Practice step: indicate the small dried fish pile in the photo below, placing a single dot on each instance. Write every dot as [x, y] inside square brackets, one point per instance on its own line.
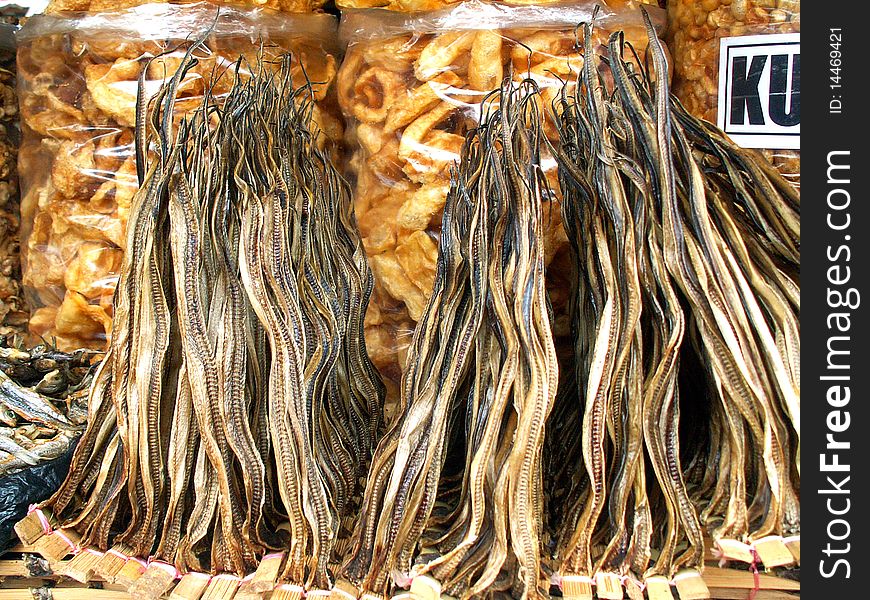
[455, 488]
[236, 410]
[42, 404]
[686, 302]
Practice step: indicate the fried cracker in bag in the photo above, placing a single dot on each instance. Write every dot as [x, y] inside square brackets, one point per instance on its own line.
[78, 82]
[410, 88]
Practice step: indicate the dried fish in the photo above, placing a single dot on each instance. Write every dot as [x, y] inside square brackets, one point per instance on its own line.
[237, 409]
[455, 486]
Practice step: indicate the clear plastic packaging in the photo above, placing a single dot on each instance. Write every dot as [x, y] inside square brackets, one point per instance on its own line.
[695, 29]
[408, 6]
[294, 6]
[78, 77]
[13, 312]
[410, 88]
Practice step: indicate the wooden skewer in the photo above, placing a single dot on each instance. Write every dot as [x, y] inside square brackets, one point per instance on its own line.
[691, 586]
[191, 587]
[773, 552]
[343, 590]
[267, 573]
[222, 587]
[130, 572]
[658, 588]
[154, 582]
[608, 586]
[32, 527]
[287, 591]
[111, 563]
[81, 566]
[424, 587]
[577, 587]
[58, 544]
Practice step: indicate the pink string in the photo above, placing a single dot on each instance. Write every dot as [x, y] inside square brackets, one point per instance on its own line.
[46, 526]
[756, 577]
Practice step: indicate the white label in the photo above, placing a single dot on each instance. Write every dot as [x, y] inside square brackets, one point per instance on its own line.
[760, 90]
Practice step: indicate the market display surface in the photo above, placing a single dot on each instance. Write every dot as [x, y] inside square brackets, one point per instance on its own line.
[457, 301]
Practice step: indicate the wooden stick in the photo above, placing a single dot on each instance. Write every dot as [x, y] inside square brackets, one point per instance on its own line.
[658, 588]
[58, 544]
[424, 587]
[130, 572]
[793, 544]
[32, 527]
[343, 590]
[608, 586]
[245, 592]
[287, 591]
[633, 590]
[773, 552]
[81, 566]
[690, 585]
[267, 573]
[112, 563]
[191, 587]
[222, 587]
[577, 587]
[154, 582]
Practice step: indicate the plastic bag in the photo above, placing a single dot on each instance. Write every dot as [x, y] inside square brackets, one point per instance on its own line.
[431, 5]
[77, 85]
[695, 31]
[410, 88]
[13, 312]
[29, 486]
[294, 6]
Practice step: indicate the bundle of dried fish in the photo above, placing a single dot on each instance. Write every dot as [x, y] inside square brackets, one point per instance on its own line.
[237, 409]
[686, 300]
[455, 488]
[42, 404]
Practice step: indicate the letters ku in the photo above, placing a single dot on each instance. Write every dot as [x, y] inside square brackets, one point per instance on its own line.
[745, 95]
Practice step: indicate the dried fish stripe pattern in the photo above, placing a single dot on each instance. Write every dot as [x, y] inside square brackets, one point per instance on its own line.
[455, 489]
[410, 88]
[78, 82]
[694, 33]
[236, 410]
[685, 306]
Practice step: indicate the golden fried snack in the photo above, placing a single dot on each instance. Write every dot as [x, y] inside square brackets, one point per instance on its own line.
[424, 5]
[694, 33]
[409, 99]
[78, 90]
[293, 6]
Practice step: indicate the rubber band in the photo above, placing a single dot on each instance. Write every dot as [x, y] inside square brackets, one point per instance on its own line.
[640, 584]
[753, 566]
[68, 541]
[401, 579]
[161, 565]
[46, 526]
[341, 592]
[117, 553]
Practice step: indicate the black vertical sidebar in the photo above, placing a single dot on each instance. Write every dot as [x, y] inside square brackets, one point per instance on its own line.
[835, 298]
_ _ _ _ _ _ _
Aim of the task
Copy out every line of the material above precisely, omitting the pictures.

Answer space
Practice step: indicate the small dried fish pile in the photo below, placing a single dot on each instance. Write every dot as [x, y] inside square brackets, one point per instance on its own line.
[455, 488]
[236, 410]
[42, 404]
[686, 302]
Practice step: indicate the fried cracker in bag in the photo above, placing a single dot on each instance. Write every dot as [x, y] inside square brackets, one point per instance on its own line.
[78, 82]
[410, 88]
Practice step: indicate the dried fish in the photo above, placing a single dot on each instance. Write every dot as [x, y] inside square brackets, one point per instance on its own line.
[237, 409]
[455, 486]
Practice step: indicate the clear plastic packaging in the photo above, placing a single dot on each instance. Write every dot as [x, y] inside square brackets, one point per instance on its own line.
[695, 29]
[408, 6]
[294, 6]
[78, 77]
[13, 312]
[410, 88]
Practice step: indicate the wooden skewer in the photo above, placing a single dot on each instance. Write every dot as [x, y] inside square brackets, one point per instance on its own line.
[691, 586]
[191, 587]
[773, 552]
[343, 590]
[267, 573]
[222, 587]
[130, 572]
[658, 588]
[154, 582]
[608, 586]
[32, 527]
[287, 591]
[111, 563]
[81, 566]
[424, 587]
[577, 587]
[58, 544]
Practice step: indicate the pink string in the photo above, placing a single dot on each instance. Write every dot as [x, y] inside square brackets, one point per instance on its own line.
[46, 526]
[756, 577]
Practice step: indicate the white label in the photo above, placing a single dot on each instance. Write every dot as [x, y] inside square brackets, one point per instance on its own line.
[760, 90]
Practice step: indicate the market display surface in the photo above, placing a single dot on each instance. Write every dot as [x, y] inside square brackets, one point per instance on its own line.
[457, 301]
Practice step: indicate the wooden stick in the photo above, placing a single dot on each instance. Write every dot as [x, y] inside square brackets, one point per instance on its own line.
[658, 588]
[58, 544]
[424, 587]
[130, 572]
[793, 544]
[32, 527]
[343, 590]
[608, 586]
[245, 592]
[287, 591]
[633, 590]
[773, 552]
[81, 566]
[690, 585]
[267, 573]
[112, 563]
[191, 587]
[222, 587]
[577, 587]
[154, 582]
Practice step: indicate the plastic bag in the photo above, placing a single dot on each instance. Write every dot as [x, y] inside square brackets, one point per instance on its own line.
[431, 5]
[77, 85]
[695, 31]
[410, 88]
[13, 312]
[29, 486]
[294, 6]
Practice step: indicate the bundle of dried fish in the photo above, placing a single dot on each instance. Write every dot as [x, y] inside square brackets, one point per instance on its own line.
[237, 409]
[686, 300]
[455, 488]
[42, 404]
Practice step: indicate the letters ku in the photo above, placing a single dot on each instance. Write every dot as [x, y] inside square brackets, one point per instance on its own line.
[745, 95]
Practice step: indicate the dried fish stripe pattern in the photo above, placing a single dot on each instance. Write every dot as [x, y] inside square brackets, one point per instance on its own line.
[455, 489]
[410, 88]
[78, 82]
[694, 33]
[236, 410]
[685, 306]
Practice step: indicate the golden fried snack in the photo above, placing a single dot on each instance. Write every dot as [x, y] inside square brackets, one point per instance on its own line.
[424, 5]
[694, 33]
[409, 99]
[78, 90]
[293, 6]
Practice step: indicate the rubber band in the photo above, placing a single dot on each instance. Write every dot as [x, y] inside square brackets, one point per instance on its own line.
[640, 584]
[753, 566]
[68, 541]
[401, 579]
[161, 565]
[46, 526]
[341, 592]
[117, 553]
Practice step: indicate the black vertical sidebar in the photo above, placing a single dot on each instance. Write every dot as [x, y] inside square brackets, one point per instance on its own line.
[835, 298]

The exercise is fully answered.